§ Written instruction
Copy out exactly the lines from the line containing "Expected behaviour: for every instance of the water" to the end of the listing.

§ Available data
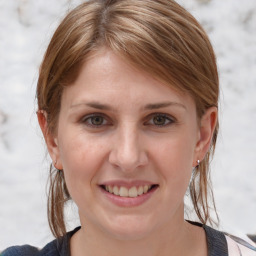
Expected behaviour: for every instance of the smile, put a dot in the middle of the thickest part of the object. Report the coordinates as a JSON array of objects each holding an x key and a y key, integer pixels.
[{"x": 128, "y": 192}]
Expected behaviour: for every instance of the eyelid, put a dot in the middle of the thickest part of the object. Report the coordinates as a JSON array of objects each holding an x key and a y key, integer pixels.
[
  {"x": 167, "y": 116},
  {"x": 85, "y": 118}
]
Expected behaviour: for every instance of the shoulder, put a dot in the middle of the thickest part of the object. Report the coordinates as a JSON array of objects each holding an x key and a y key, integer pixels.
[
  {"x": 28, "y": 250},
  {"x": 238, "y": 246},
  {"x": 223, "y": 244},
  {"x": 58, "y": 247},
  {"x": 220, "y": 243},
  {"x": 20, "y": 250}
]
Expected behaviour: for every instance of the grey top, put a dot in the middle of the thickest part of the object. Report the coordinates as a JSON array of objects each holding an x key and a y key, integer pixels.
[{"x": 216, "y": 241}]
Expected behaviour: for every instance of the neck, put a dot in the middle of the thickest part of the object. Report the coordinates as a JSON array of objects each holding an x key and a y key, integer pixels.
[{"x": 180, "y": 238}]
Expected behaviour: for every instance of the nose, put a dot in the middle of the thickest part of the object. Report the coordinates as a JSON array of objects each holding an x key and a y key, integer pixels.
[{"x": 127, "y": 151}]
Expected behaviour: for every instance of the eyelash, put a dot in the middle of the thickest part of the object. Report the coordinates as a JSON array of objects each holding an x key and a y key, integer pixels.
[
  {"x": 88, "y": 120},
  {"x": 166, "y": 117}
]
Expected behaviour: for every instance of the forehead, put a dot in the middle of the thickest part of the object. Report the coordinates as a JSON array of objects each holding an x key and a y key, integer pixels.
[{"x": 108, "y": 77}]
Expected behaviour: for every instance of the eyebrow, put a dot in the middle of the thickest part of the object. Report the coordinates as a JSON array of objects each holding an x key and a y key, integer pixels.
[
  {"x": 152, "y": 106},
  {"x": 93, "y": 104},
  {"x": 163, "y": 105}
]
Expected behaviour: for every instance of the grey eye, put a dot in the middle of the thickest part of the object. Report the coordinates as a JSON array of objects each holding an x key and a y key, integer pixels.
[
  {"x": 96, "y": 120},
  {"x": 160, "y": 120}
]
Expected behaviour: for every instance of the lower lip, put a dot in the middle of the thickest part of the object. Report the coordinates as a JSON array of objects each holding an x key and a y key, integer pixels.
[{"x": 129, "y": 201}]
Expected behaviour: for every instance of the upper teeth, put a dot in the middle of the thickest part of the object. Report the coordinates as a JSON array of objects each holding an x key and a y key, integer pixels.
[{"x": 125, "y": 192}]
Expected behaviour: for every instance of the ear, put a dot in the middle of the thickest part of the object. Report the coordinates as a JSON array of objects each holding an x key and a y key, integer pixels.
[
  {"x": 206, "y": 130},
  {"x": 50, "y": 139}
]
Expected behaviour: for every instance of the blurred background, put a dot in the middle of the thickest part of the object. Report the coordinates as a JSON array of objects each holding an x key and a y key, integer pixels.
[{"x": 25, "y": 29}]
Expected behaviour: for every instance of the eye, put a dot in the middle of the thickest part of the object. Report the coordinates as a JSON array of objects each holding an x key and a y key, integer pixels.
[
  {"x": 95, "y": 120},
  {"x": 160, "y": 120}
]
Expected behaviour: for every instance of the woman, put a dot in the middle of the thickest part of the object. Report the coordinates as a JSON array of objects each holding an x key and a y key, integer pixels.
[{"x": 128, "y": 106}]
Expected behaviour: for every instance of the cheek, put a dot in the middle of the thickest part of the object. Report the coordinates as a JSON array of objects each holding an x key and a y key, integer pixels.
[
  {"x": 175, "y": 160},
  {"x": 81, "y": 158}
]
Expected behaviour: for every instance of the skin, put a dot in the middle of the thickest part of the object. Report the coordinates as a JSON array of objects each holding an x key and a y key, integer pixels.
[{"x": 145, "y": 132}]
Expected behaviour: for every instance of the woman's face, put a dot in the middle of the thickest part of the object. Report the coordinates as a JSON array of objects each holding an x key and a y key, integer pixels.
[{"x": 127, "y": 145}]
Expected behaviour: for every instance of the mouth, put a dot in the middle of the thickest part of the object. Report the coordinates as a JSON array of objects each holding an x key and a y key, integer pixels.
[{"x": 132, "y": 192}]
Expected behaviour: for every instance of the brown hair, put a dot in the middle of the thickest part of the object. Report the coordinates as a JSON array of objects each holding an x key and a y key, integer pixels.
[{"x": 159, "y": 37}]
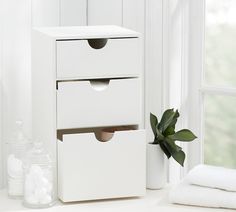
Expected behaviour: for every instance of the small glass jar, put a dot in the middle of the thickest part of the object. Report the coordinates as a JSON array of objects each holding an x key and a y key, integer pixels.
[
  {"x": 17, "y": 149},
  {"x": 39, "y": 189}
]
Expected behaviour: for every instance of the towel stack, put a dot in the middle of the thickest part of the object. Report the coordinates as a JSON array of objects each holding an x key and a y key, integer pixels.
[{"x": 207, "y": 186}]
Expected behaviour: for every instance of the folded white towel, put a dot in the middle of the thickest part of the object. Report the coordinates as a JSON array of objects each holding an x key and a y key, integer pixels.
[
  {"x": 212, "y": 176},
  {"x": 202, "y": 196}
]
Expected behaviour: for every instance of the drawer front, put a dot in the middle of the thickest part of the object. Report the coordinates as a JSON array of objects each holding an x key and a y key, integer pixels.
[
  {"x": 89, "y": 169},
  {"x": 118, "y": 58},
  {"x": 83, "y": 104}
]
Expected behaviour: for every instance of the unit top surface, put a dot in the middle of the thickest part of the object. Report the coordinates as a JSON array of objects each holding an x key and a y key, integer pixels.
[{"x": 87, "y": 32}]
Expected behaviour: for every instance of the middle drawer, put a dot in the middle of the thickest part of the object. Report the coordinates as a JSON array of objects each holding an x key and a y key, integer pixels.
[{"x": 95, "y": 103}]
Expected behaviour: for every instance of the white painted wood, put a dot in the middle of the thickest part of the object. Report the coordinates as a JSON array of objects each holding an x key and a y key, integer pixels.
[
  {"x": 127, "y": 104},
  {"x": 73, "y": 12},
  {"x": 91, "y": 104},
  {"x": 89, "y": 169},
  {"x": 88, "y": 32},
  {"x": 118, "y": 58},
  {"x": 45, "y": 13},
  {"x": 105, "y": 12},
  {"x": 134, "y": 15}
]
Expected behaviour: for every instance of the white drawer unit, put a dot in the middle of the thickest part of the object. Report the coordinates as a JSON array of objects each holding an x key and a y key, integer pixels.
[
  {"x": 89, "y": 169},
  {"x": 98, "y": 58},
  {"x": 87, "y": 80},
  {"x": 98, "y": 103}
]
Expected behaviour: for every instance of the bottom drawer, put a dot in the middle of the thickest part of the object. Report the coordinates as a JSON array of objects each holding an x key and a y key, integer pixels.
[{"x": 89, "y": 169}]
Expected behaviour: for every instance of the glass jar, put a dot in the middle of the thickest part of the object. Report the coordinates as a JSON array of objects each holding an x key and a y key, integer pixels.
[
  {"x": 39, "y": 178},
  {"x": 17, "y": 149}
]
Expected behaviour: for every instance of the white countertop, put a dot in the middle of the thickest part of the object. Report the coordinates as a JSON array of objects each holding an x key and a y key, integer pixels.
[{"x": 155, "y": 200}]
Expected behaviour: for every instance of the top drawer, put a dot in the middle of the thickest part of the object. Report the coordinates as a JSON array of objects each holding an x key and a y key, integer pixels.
[{"x": 98, "y": 58}]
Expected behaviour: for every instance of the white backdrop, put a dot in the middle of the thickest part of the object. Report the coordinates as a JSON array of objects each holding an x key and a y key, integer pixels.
[{"x": 17, "y": 18}]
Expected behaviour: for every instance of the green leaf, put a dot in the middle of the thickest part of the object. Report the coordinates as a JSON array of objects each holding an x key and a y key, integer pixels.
[
  {"x": 179, "y": 157},
  {"x": 165, "y": 150},
  {"x": 183, "y": 135},
  {"x": 155, "y": 141},
  {"x": 166, "y": 119},
  {"x": 173, "y": 148},
  {"x": 169, "y": 131},
  {"x": 159, "y": 136},
  {"x": 153, "y": 122}
]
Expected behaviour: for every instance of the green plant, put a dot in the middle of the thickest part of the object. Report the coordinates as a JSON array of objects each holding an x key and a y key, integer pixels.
[{"x": 165, "y": 135}]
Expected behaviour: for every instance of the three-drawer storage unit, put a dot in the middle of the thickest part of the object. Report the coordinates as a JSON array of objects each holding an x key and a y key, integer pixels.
[{"x": 87, "y": 90}]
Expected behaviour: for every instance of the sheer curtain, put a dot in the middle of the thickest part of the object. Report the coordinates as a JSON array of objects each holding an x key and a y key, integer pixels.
[{"x": 16, "y": 21}]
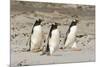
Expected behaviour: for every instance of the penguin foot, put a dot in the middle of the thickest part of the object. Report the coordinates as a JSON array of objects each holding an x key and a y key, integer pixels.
[
  {"x": 43, "y": 53},
  {"x": 61, "y": 48},
  {"x": 36, "y": 50},
  {"x": 28, "y": 50},
  {"x": 76, "y": 49}
]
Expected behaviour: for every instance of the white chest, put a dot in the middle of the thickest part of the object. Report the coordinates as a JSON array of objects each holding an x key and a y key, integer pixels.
[
  {"x": 73, "y": 31},
  {"x": 37, "y": 33},
  {"x": 54, "y": 40}
]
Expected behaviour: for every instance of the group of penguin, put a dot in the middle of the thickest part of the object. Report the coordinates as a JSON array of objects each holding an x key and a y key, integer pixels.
[{"x": 53, "y": 38}]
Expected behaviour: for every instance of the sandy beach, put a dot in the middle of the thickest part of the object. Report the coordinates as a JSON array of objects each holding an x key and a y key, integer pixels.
[{"x": 24, "y": 14}]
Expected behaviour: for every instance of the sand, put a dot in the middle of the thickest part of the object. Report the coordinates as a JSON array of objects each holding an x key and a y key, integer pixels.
[{"x": 23, "y": 16}]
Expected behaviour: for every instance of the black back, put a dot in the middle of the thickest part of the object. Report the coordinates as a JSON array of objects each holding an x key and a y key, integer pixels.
[
  {"x": 73, "y": 23},
  {"x": 53, "y": 27},
  {"x": 37, "y": 22}
]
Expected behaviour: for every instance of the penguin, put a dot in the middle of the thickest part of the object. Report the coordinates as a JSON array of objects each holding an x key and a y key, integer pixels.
[
  {"x": 69, "y": 41},
  {"x": 35, "y": 40},
  {"x": 52, "y": 40}
]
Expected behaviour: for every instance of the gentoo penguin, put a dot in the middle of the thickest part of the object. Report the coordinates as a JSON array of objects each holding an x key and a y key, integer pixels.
[
  {"x": 52, "y": 40},
  {"x": 35, "y": 41},
  {"x": 69, "y": 41}
]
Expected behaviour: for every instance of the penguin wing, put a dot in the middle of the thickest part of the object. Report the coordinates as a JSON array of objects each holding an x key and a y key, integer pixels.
[{"x": 66, "y": 36}]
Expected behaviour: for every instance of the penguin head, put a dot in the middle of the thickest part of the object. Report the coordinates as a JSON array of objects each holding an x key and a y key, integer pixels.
[
  {"x": 74, "y": 22},
  {"x": 54, "y": 26},
  {"x": 38, "y": 22}
]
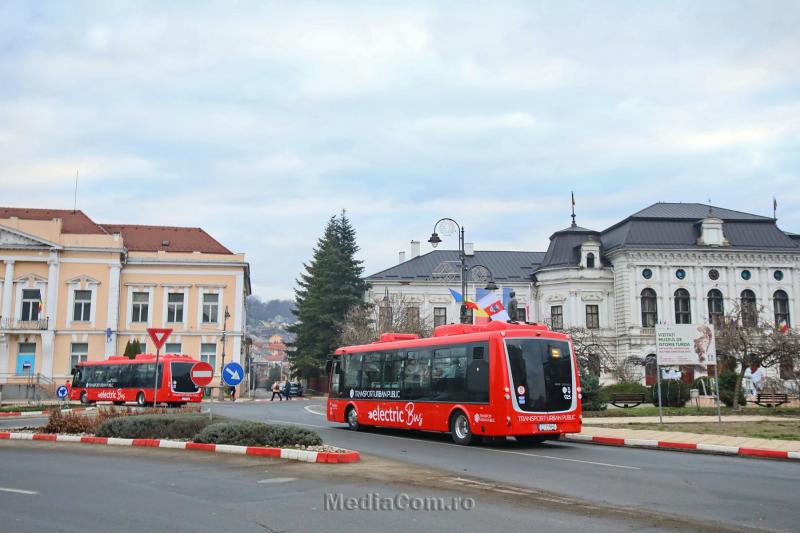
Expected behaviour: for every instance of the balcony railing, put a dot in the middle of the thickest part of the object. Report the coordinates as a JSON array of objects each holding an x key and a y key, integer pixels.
[{"x": 10, "y": 323}]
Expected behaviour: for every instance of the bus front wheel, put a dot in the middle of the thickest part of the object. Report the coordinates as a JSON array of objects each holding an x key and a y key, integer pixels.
[
  {"x": 459, "y": 429},
  {"x": 352, "y": 419}
]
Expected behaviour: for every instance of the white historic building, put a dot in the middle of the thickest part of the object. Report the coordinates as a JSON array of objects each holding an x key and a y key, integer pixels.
[{"x": 668, "y": 263}]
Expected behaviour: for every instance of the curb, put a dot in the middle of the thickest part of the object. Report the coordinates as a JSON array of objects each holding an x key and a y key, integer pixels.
[
  {"x": 277, "y": 453},
  {"x": 24, "y": 414},
  {"x": 684, "y": 446}
]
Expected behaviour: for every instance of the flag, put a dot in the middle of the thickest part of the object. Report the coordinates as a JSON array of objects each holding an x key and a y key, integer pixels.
[{"x": 493, "y": 307}]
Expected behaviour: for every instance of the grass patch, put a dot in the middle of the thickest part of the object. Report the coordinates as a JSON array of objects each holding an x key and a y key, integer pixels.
[
  {"x": 764, "y": 429},
  {"x": 693, "y": 411}
]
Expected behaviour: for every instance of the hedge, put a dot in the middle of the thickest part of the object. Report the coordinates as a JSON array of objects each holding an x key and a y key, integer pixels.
[
  {"x": 183, "y": 426},
  {"x": 626, "y": 388},
  {"x": 674, "y": 393},
  {"x": 257, "y": 434}
]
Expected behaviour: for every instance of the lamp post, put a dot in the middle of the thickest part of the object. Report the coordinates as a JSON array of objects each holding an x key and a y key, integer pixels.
[
  {"x": 226, "y": 316},
  {"x": 462, "y": 256}
]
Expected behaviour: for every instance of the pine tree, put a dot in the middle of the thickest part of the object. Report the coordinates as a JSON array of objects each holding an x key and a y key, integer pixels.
[{"x": 330, "y": 286}]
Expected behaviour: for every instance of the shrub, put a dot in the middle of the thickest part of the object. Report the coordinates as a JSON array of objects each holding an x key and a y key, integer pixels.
[
  {"x": 674, "y": 393},
  {"x": 727, "y": 383},
  {"x": 257, "y": 434},
  {"x": 592, "y": 393},
  {"x": 181, "y": 426},
  {"x": 626, "y": 387}
]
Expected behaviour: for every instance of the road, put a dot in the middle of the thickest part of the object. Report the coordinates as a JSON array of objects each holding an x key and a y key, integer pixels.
[
  {"x": 732, "y": 491},
  {"x": 65, "y": 487}
]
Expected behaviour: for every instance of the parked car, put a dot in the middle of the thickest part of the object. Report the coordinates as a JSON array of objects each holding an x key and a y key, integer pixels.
[{"x": 295, "y": 389}]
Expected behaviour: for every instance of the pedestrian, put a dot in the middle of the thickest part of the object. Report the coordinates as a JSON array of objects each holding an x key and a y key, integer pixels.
[{"x": 276, "y": 389}]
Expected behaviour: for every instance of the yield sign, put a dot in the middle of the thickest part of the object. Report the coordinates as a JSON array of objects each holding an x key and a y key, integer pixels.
[
  {"x": 202, "y": 374},
  {"x": 159, "y": 336}
]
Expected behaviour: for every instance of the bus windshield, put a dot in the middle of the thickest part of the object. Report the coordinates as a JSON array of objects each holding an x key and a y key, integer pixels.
[{"x": 541, "y": 374}]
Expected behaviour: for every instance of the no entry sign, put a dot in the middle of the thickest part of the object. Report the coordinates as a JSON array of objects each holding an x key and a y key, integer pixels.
[{"x": 202, "y": 374}]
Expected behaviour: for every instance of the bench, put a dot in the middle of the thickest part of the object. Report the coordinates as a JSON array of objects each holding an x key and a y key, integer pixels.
[
  {"x": 772, "y": 399},
  {"x": 626, "y": 400}
]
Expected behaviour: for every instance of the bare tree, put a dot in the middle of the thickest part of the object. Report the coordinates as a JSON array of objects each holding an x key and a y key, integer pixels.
[
  {"x": 392, "y": 314},
  {"x": 744, "y": 340}
]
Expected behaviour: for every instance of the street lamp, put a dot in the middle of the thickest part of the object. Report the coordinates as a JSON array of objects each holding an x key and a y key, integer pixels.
[{"x": 435, "y": 240}]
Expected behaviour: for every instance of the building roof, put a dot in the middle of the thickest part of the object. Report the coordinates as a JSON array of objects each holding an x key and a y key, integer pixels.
[
  {"x": 170, "y": 239},
  {"x": 74, "y": 222},
  {"x": 505, "y": 266},
  {"x": 677, "y": 225}
]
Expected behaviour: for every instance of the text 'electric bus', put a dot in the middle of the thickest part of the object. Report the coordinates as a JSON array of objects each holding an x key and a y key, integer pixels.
[
  {"x": 120, "y": 380},
  {"x": 493, "y": 380}
]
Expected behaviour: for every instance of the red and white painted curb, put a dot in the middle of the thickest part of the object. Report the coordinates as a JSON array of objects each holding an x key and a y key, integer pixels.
[
  {"x": 678, "y": 446},
  {"x": 25, "y": 414},
  {"x": 278, "y": 453}
]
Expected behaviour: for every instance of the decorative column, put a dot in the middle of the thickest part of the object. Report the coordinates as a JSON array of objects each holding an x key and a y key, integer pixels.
[
  {"x": 112, "y": 322},
  {"x": 48, "y": 337}
]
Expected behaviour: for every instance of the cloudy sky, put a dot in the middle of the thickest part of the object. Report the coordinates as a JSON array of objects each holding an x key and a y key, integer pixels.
[{"x": 258, "y": 121}]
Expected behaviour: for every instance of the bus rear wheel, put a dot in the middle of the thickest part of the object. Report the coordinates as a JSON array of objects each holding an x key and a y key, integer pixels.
[
  {"x": 352, "y": 419},
  {"x": 531, "y": 439},
  {"x": 459, "y": 429}
]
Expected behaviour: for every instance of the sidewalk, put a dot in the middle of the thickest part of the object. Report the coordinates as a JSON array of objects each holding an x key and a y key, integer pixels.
[{"x": 676, "y": 440}]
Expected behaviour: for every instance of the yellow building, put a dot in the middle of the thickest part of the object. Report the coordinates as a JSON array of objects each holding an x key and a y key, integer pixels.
[{"x": 74, "y": 290}]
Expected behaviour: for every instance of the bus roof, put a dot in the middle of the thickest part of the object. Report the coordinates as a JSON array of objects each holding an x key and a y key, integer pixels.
[
  {"x": 141, "y": 358},
  {"x": 455, "y": 333}
]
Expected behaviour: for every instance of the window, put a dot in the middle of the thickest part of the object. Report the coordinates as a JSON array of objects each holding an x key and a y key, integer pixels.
[
  {"x": 31, "y": 303},
  {"x": 749, "y": 311},
  {"x": 208, "y": 354},
  {"x": 716, "y": 307},
  {"x": 439, "y": 316},
  {"x": 175, "y": 307},
  {"x": 593, "y": 316},
  {"x": 79, "y": 353},
  {"x": 683, "y": 310},
  {"x": 172, "y": 347},
  {"x": 557, "y": 317},
  {"x": 780, "y": 301},
  {"x": 141, "y": 301},
  {"x": 649, "y": 308},
  {"x": 210, "y": 308},
  {"x": 83, "y": 306}
]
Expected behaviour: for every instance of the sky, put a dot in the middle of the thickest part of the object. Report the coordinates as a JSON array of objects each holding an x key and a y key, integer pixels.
[{"x": 258, "y": 121}]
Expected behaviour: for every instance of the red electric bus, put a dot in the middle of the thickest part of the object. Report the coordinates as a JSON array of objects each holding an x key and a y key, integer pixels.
[
  {"x": 493, "y": 380},
  {"x": 119, "y": 379}
]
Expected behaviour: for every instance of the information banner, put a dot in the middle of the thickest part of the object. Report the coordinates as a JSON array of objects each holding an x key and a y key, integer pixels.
[{"x": 686, "y": 344}]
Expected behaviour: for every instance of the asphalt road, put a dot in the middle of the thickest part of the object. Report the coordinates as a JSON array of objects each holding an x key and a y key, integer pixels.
[
  {"x": 65, "y": 487},
  {"x": 732, "y": 491}
]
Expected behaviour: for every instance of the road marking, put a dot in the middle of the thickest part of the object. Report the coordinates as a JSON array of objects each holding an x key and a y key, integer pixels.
[
  {"x": 277, "y": 480},
  {"x": 19, "y": 491},
  {"x": 310, "y": 410}
]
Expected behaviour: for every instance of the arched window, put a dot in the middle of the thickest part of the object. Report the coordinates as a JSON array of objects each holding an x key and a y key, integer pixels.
[
  {"x": 649, "y": 308},
  {"x": 683, "y": 312},
  {"x": 780, "y": 301},
  {"x": 716, "y": 307},
  {"x": 749, "y": 311}
]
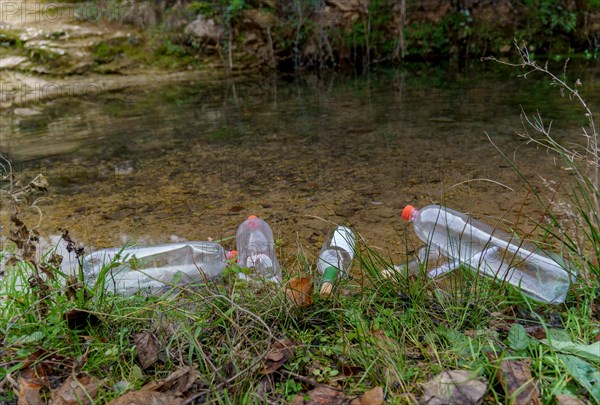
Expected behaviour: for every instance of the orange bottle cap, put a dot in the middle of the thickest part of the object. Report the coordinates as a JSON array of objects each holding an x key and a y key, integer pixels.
[
  {"x": 231, "y": 254},
  {"x": 407, "y": 212}
]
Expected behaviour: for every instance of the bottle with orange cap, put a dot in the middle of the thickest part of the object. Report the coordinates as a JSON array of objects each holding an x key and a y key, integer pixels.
[
  {"x": 256, "y": 250},
  {"x": 490, "y": 252}
]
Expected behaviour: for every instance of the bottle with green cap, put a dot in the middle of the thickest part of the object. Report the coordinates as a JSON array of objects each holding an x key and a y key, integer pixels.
[{"x": 336, "y": 257}]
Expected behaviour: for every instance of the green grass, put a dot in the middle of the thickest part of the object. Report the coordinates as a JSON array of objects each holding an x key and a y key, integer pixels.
[{"x": 396, "y": 334}]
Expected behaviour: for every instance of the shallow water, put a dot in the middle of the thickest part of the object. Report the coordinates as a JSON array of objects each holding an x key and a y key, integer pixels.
[{"x": 192, "y": 159}]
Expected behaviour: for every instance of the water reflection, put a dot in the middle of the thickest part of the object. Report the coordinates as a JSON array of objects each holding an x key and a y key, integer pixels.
[{"x": 192, "y": 159}]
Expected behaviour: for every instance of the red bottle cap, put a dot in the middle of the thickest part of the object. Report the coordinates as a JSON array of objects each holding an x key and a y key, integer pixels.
[{"x": 407, "y": 212}]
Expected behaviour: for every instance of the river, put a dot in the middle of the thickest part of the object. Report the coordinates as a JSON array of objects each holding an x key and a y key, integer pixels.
[{"x": 191, "y": 159}]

§ Answer to this problem
Expected behaviour: for every instance of the water reflection, put a dot in the middle of the thickest part of the object. Report the coordinates as a JSON array of objects each holding an x key and a y key, integer pixels.
[{"x": 192, "y": 159}]
Expected behaviour: for every instance of the red bottle cap, put a dot in the middle of the thickest part of the object. Report the coordinates as a JSON array of objects each holding an x key and a y key, integer pixels.
[{"x": 407, "y": 212}]
Expected behaviour: for every instance of the river, put a dot in the middle of the thickest part of the object. Report the coordinates as a JSON array of objects each holding an x key and a y key, integer pixels.
[{"x": 191, "y": 159}]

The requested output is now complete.